#### WRITTEN INSTRUCTION
Render the entries as a numbered list, starting at the line that contains "the microphone in" and ending at the final line of the entries, both included. Leave out any blank lines.

--- start of RECORD EXCERPTS ---

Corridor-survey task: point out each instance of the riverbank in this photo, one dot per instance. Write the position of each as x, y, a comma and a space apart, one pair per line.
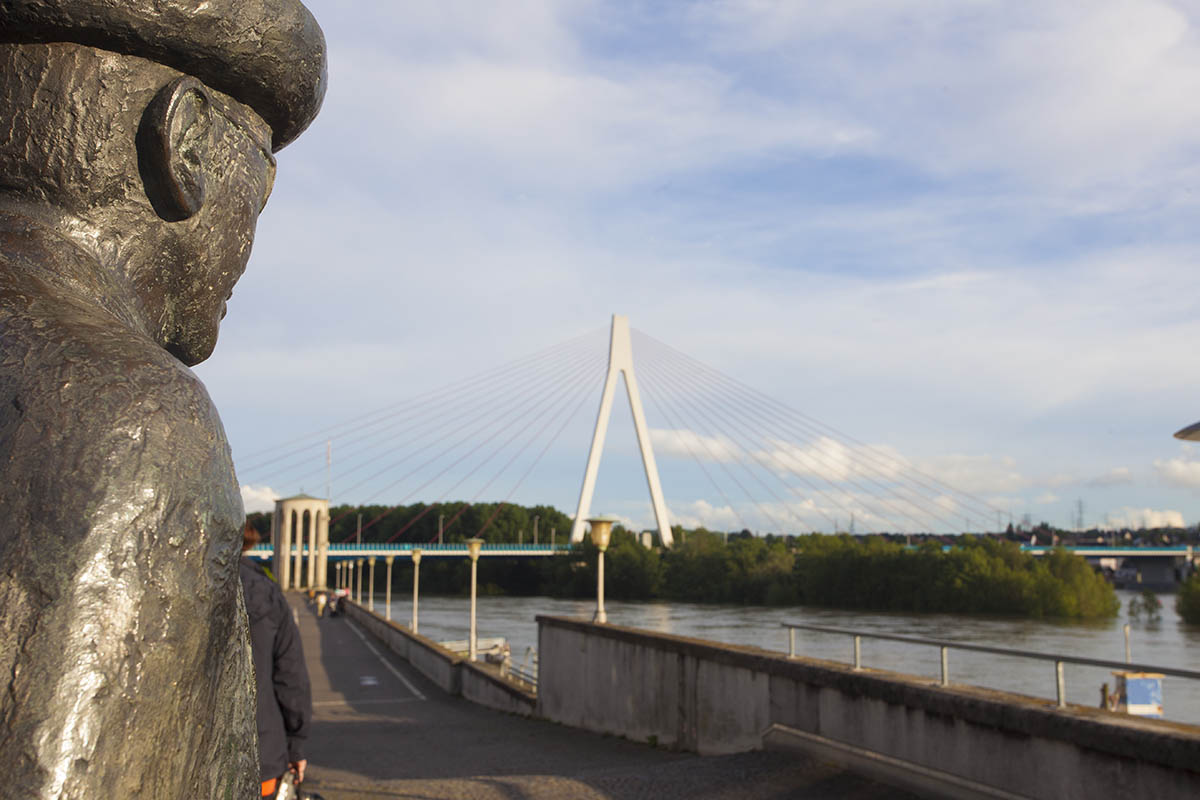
1168, 642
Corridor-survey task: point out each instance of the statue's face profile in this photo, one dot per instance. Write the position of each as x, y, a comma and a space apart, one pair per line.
229, 149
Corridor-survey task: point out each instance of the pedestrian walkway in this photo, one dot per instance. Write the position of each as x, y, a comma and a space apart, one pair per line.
382, 731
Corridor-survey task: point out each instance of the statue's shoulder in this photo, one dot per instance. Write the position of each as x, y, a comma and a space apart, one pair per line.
82, 391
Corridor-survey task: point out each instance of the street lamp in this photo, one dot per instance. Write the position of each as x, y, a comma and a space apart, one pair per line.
473, 547
417, 583
601, 530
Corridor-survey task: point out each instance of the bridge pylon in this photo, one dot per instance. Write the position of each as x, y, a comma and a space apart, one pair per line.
621, 362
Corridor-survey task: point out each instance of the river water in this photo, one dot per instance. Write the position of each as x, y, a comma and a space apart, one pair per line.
1165, 643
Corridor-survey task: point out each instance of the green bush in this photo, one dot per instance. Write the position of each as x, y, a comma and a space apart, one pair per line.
1187, 601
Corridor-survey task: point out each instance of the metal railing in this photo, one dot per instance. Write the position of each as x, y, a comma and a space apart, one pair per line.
946, 647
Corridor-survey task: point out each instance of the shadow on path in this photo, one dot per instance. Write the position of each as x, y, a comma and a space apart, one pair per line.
381, 729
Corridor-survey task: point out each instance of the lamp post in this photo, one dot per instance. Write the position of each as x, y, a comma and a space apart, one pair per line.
417, 583
473, 547
387, 602
371, 585
601, 531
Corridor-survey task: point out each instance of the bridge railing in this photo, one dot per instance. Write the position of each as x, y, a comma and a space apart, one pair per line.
946, 647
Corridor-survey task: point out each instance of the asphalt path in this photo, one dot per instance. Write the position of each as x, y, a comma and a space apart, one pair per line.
381, 729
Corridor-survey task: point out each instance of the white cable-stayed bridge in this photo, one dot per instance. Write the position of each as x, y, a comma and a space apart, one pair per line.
759, 462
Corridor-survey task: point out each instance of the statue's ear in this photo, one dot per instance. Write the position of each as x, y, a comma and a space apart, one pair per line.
173, 146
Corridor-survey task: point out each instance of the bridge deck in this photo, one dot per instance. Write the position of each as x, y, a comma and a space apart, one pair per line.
382, 731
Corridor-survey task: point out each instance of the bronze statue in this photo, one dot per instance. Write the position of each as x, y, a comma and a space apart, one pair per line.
136, 154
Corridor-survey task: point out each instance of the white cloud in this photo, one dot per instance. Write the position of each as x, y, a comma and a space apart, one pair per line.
977, 474
1139, 518
1181, 471
1115, 476
702, 513
258, 498
834, 461
689, 444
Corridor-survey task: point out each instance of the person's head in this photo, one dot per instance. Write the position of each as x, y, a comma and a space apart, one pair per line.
250, 537
147, 128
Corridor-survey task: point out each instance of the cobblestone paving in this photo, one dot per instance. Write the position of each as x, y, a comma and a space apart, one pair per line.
382, 731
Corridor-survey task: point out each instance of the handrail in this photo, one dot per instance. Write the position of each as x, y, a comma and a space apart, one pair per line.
946, 645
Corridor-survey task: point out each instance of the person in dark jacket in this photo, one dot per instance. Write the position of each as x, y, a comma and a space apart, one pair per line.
285, 698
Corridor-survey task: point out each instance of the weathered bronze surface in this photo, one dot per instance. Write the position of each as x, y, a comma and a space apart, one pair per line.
136, 140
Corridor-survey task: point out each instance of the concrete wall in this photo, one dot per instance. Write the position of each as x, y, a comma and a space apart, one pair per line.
454, 674
711, 698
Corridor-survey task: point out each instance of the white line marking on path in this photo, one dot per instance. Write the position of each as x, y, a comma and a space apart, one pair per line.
385, 662
391, 699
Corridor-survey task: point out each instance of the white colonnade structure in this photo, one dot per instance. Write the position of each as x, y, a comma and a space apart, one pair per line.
621, 361
300, 522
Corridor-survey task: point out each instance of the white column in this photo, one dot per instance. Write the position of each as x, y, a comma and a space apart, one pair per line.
297, 561
371, 587
311, 576
387, 591
417, 584
283, 545
323, 549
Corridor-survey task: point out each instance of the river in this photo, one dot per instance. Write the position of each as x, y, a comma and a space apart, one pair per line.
1167, 642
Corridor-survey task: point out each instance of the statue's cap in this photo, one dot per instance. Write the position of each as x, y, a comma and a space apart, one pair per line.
269, 54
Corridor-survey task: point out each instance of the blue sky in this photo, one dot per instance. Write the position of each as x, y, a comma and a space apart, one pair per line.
965, 232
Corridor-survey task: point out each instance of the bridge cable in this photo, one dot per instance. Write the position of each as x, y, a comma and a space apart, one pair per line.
769, 449
430, 397
816, 426
900, 492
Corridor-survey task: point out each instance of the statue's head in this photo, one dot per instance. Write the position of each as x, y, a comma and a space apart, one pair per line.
144, 131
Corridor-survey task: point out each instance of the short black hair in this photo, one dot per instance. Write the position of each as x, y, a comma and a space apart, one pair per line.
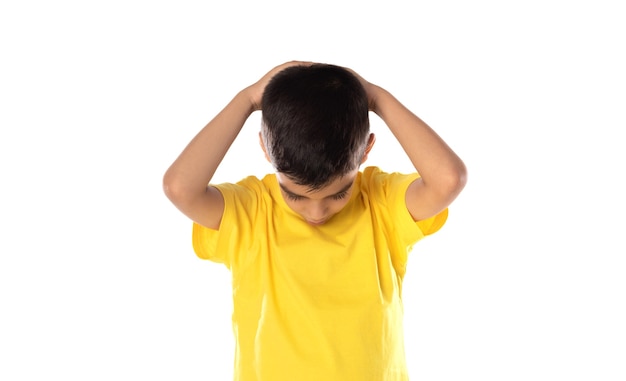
315, 123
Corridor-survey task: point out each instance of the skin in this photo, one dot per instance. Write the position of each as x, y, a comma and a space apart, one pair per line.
443, 174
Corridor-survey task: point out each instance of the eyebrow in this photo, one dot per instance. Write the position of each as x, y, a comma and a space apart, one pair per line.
342, 190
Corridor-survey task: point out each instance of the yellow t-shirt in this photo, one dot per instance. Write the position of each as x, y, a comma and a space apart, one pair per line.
317, 303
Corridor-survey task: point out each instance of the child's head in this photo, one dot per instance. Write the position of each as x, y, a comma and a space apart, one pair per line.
315, 123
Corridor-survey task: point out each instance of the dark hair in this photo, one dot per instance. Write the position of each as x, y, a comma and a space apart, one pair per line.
315, 123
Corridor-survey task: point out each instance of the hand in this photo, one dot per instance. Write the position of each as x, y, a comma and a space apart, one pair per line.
256, 90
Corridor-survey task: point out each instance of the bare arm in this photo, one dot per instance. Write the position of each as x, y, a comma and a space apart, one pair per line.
186, 181
443, 173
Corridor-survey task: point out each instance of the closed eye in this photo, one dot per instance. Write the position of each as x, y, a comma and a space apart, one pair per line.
340, 196
293, 197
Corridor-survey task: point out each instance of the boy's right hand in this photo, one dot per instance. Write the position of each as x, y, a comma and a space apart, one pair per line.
256, 90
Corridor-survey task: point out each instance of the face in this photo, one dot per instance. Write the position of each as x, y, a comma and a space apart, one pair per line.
318, 206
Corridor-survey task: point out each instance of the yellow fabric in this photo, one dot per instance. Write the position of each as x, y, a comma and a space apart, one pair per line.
317, 303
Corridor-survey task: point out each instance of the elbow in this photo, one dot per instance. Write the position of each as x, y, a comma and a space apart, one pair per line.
173, 188
455, 179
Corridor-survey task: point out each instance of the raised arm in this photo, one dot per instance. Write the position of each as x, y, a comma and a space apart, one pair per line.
186, 182
443, 173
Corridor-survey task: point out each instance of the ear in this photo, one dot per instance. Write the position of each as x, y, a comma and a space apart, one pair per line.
370, 143
262, 144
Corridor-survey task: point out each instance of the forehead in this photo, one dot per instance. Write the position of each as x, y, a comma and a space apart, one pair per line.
338, 185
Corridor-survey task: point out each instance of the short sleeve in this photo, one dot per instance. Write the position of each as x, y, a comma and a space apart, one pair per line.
240, 206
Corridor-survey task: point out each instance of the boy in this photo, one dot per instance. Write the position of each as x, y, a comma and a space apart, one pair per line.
317, 250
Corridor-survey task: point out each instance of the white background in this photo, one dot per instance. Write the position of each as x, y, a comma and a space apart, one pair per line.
98, 280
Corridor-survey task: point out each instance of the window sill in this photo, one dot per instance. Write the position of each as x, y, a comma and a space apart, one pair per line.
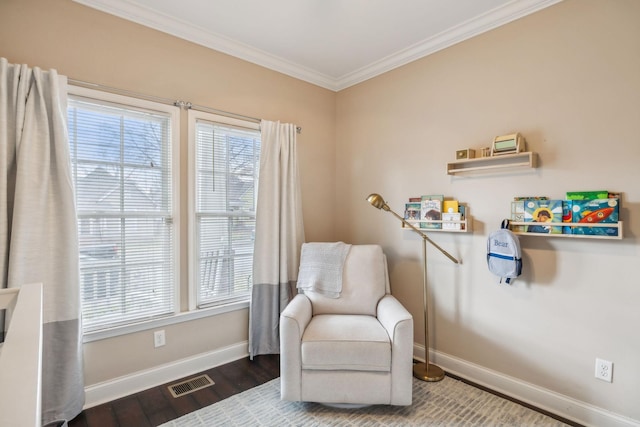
164, 321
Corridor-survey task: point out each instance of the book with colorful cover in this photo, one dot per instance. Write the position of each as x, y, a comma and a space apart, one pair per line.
540, 210
450, 206
567, 215
451, 216
517, 215
596, 211
412, 211
431, 209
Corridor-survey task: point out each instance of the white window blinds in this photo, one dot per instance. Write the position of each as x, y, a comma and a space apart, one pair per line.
124, 174
225, 162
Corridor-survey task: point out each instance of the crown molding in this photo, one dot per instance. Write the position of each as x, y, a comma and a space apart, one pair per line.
469, 29
131, 11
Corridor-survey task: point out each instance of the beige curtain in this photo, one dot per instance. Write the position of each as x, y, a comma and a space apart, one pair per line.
279, 236
38, 228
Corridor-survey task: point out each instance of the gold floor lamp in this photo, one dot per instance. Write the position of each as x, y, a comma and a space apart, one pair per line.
424, 371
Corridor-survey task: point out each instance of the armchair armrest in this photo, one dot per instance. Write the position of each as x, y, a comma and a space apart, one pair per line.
293, 322
399, 325
391, 314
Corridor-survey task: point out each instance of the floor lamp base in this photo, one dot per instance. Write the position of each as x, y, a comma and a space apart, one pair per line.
428, 372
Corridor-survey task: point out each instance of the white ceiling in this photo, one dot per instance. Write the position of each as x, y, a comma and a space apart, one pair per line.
330, 43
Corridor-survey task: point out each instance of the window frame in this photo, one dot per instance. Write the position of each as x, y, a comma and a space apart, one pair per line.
193, 241
173, 113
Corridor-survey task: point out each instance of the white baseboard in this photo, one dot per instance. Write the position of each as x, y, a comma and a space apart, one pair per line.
107, 391
539, 397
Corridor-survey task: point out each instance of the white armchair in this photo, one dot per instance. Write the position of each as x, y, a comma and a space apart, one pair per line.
355, 349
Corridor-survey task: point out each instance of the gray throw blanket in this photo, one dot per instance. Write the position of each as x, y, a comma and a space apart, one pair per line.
321, 267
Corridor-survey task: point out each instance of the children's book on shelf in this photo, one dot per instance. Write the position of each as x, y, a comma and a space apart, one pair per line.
594, 211
464, 212
431, 209
412, 211
517, 215
449, 206
567, 215
451, 216
543, 210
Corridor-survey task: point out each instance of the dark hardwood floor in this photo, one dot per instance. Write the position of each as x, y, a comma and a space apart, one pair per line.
156, 406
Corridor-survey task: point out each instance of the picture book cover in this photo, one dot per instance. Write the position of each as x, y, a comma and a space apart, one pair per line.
412, 211
517, 215
431, 209
450, 206
567, 209
596, 211
543, 211
450, 216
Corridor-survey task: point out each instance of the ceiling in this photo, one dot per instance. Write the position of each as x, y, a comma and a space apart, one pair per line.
331, 43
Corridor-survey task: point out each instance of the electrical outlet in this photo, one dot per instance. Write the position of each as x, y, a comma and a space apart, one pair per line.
604, 370
159, 339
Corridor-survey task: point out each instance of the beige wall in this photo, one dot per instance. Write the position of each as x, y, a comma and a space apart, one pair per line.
88, 45
568, 79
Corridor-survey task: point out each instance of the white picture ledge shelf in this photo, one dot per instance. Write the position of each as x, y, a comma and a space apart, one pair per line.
493, 164
464, 225
617, 225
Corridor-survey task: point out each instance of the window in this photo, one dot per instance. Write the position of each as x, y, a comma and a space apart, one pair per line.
224, 159
125, 174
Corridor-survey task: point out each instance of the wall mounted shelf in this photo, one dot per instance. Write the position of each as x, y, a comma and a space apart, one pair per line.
494, 164
617, 225
465, 225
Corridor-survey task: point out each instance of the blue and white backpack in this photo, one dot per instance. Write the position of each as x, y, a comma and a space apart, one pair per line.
503, 253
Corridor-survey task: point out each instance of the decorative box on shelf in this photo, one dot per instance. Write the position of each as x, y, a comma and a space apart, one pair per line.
494, 164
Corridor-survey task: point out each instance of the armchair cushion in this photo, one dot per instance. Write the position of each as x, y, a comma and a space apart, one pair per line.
347, 342
355, 349
364, 279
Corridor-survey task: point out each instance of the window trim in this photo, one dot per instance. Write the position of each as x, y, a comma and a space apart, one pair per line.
192, 117
174, 147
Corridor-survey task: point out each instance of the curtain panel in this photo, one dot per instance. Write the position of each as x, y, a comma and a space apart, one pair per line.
38, 226
279, 236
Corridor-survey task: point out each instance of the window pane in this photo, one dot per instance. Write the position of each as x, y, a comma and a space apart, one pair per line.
122, 173
227, 163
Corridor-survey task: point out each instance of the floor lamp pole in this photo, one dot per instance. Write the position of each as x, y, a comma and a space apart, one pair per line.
426, 371
423, 371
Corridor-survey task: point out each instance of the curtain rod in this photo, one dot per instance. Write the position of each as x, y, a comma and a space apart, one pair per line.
180, 104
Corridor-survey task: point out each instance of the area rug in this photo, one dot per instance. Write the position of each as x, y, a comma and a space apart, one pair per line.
446, 403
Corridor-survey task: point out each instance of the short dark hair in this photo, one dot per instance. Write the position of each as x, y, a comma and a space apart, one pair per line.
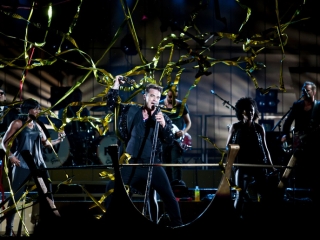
313, 86
29, 104
243, 104
153, 86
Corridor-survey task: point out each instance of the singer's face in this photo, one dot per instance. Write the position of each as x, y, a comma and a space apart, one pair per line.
248, 113
152, 98
34, 111
309, 91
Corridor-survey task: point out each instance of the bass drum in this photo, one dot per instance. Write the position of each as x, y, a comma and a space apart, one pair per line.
101, 148
62, 149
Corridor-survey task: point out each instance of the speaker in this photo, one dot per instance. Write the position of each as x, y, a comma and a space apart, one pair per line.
56, 94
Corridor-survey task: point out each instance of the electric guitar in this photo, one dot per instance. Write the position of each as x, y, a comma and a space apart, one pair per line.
185, 142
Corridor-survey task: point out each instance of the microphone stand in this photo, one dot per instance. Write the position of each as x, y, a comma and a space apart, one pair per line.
225, 103
279, 122
146, 205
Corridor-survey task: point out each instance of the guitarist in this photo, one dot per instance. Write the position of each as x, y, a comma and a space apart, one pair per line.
305, 114
181, 118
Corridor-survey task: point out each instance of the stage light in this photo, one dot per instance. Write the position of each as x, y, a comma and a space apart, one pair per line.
267, 103
128, 46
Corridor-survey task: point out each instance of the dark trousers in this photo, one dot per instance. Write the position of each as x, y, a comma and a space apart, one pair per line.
18, 176
173, 154
136, 177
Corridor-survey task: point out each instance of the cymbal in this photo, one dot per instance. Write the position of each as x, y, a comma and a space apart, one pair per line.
55, 121
99, 109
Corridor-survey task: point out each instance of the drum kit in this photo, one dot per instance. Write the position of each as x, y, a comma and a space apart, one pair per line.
82, 147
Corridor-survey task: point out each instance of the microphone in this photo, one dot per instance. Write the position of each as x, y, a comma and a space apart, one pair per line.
305, 93
127, 80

--- end of RECORD EXCERPTS ---

#### WRITTEN ANSWER
1. Corridor-survey task: point out each instance of the microphone in this photo, one dot per instance. Write the position of each as x, y, a comma and a space apart, one pair per line.
2. 305, 93
3. 127, 80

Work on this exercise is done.